**Document passage**.
^^^^^^^^
In my last post, Why Keeping a Journal on Your Kids is So Valuable, I talked about the value of regularly recording your thoughts on your children’s language development, emerging character, and childhood experiences. Fast forward a few decades and that record will become a treasure chest of memories for them as adults.

In the same vein, let me offer another idea that comes from a book by one of my favorite writers on education, Parker Palmer. Parker Palmer is the author of The Courage to Teach and other insightful, graceful books on education and spirit. His work is highly recommended.

If your children or grandchildren are still small, please read on to discover how the observations you make today can have a special impact on their lives many years from now.

Our “original selfhood”

I first read Palmer’s book Let Your Life Speak before Lulu and Roy were born, but I didn’t really grasp the truth of what he wrote until after I began watching them grow. (They’re 8 and 5, as of this post.)

Palmer suggests that each one of us is born with an “original selfhood” and that the expression of this in childhood provides clues to the lives we should ultimately lead. In other words, as I now well know, children don’t arrive in this world as blank slates. Each child is endowed with a unique nature and distinct tendencies. This isn’t to say that environment plays no part in shaping a child’s personality and passions; of course it does. But at the same time, our “original selfhood” constitutes the core of our being and its expression throughout our lives—or lack of expression—will have a significant impact on our sense of fulfillment.

Lulu and Roy, for example, are very different little creatures, despite sharing the same parents. Temperamentally, Lulu is emotional and high-spirited, while Roy is more analytical and collected. Although both enjoy bounding about, as most kids do, Lulu seems driven to move and dance through her days, while Roy is often content to sit quietly, drawing an intricate picture or making a new creation from Lego.

Even when it comes to their language development, striking differences have emerged. Though I’m still pleased with her progress, Lulu’s kinetic nature has made it more difficult for her to read with precision: when she flubs a word, she tends to race right past it, even if she didn’t really understand the meaning of the sentence. In the same situation, Roy will stop, do his best to decipher the missed word, and then go back to the beginning of the sentence to grasp the entire thought.

A sketch of their earliest days

What, then, can we do with such observations of a child’s “original selfhood”?

Parker Palmer explains…

If you doubt that we all arrive in this world with gifts…pay attention to an infant or a very young child. A few years ago, my daughter and her newborn baby came to live with me for a while. Watching my granddaughter from her earliest days on earth, I was able, in my early fifties, to see something that had eluded me as a twenty-something parent: my granddaughter arrived in the world as this kind of person rather than that, or that, or that.

She did not show up as raw material to be shaped into whatever image the world might want her to take. She arrived with her own gifted form, with the shape of her own sacred soul. …

In those early days of my granddaughter’s life, I began observing the inclinations and proclivities that were planted in her at birth. I noticed, and I still notice, what she likes and dislikes, what she is drawn toward and repelled by, how she moves, what she does, what she says.
^^^^^^^^
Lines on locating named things
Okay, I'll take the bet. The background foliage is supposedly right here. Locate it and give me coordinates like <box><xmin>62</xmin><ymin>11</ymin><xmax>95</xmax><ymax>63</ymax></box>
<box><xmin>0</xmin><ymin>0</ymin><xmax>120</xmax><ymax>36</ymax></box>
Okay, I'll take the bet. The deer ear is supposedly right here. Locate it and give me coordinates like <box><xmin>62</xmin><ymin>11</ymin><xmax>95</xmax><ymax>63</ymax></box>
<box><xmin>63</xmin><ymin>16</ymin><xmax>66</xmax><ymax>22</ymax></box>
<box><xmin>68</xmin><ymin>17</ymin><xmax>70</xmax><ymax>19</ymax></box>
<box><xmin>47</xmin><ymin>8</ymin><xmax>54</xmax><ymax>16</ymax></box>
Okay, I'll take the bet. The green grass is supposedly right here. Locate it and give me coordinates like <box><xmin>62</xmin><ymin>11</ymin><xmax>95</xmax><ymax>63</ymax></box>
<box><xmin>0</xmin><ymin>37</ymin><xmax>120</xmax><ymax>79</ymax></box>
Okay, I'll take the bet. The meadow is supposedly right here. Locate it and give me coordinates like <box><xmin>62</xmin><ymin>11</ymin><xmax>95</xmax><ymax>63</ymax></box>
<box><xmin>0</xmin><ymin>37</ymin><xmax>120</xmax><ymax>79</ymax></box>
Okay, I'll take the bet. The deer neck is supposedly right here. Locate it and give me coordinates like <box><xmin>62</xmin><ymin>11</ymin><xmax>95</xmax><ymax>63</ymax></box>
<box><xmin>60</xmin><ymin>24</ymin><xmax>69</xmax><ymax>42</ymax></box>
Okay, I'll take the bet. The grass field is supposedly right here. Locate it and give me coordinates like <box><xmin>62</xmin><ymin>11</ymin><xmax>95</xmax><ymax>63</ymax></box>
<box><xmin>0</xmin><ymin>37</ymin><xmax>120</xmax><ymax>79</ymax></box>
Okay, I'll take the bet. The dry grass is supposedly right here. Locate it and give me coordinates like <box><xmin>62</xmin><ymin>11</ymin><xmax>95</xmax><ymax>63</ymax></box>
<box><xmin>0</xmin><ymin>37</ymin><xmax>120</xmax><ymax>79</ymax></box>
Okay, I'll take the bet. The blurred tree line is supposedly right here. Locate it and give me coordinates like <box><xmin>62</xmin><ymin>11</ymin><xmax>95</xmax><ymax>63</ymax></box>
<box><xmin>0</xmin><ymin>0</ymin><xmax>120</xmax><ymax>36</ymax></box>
^^^^^^^^
**Written task**. In the piece on children's "original selfhood," what does Roy do when he misreads a word?

**Response to the exercise**. He stops, does his best to decipher the missed word, and then goes back to the beginning of the sentence to grasp the entire thought.